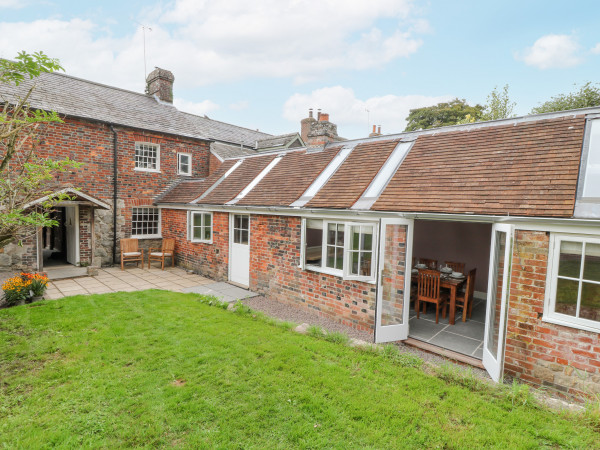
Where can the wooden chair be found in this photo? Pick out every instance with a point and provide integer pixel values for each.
(465, 299)
(428, 291)
(430, 263)
(130, 252)
(159, 254)
(457, 267)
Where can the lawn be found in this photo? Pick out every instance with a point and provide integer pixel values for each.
(158, 369)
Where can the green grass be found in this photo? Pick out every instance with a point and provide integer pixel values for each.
(160, 369)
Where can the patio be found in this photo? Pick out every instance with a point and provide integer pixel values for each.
(113, 279)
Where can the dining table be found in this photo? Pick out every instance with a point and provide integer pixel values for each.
(447, 282)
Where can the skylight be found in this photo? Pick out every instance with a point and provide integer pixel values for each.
(383, 177)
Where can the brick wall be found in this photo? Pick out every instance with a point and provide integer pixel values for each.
(209, 260)
(563, 359)
(91, 143)
(274, 271)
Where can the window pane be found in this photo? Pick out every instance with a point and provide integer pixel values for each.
(566, 296)
(591, 265)
(340, 234)
(314, 242)
(570, 259)
(330, 257)
(354, 263)
(590, 301)
(365, 263)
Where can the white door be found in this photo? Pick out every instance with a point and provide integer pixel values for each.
(239, 256)
(393, 293)
(72, 227)
(495, 323)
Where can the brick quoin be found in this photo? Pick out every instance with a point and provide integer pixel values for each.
(564, 359)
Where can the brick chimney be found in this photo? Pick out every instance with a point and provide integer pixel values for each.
(322, 131)
(305, 125)
(160, 83)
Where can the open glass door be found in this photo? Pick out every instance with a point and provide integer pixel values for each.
(497, 304)
(393, 293)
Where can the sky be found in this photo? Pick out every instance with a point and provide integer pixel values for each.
(262, 63)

•••

→ Task description: Your copy of the material above should be exact and free of pictures.

→ Solution to this exercise:
Where can the wooden chair be found in this photo? Pick out every instance with a point and provide integer pixel values for each.
(465, 299)
(428, 291)
(430, 263)
(130, 252)
(159, 254)
(457, 267)
Where can the lawn be found in this photo? Pick out every instance with a point and provide integer pixel values for each.
(158, 369)
Where can the green grass be found in this photo? Pick out every instance with a point and provide integer pixel values for each.
(160, 369)
Where can the patio be found in this photo? Pick out every instance with a point and provide integer pixel values for each.
(113, 279)
Where can the dining table be found in this photo? Pick out every instance with a point and provide integer pixel values for each.
(447, 282)
Where can the skylight be found in this photo? Pick out every instance with a point and provide integer pixel values for each.
(383, 177)
Where can the brick wall be found in this photo? Pick out every instance with a point and provide integer pixel values for each.
(209, 260)
(563, 359)
(91, 143)
(274, 271)
Where can the window pane be found in this photo? Pick out every instance with a point and provide integer pixel values for each.
(566, 296)
(591, 265)
(340, 234)
(314, 242)
(570, 259)
(330, 257)
(354, 263)
(590, 301)
(365, 263)
Where can the white door be found in this photo? Pick out every instance with a point and provide integer pixel values for each.
(239, 256)
(393, 293)
(72, 227)
(495, 323)
Where can the brick quoin be found in this photo? Pick out every instance with a point and provide integer pixel values for each.
(564, 359)
Where can the brick chimney be found in this photo? Pick out every instance with a point and provide integer pixel values for each.
(322, 131)
(305, 125)
(160, 83)
Where can the open glass door be found in this photo? Pick out every instance with a point and provide integer pixel values for each.
(497, 304)
(393, 293)
Where can the sky be found in this photo? Pick out every instance with a point and provide integer pixel values for each.
(262, 63)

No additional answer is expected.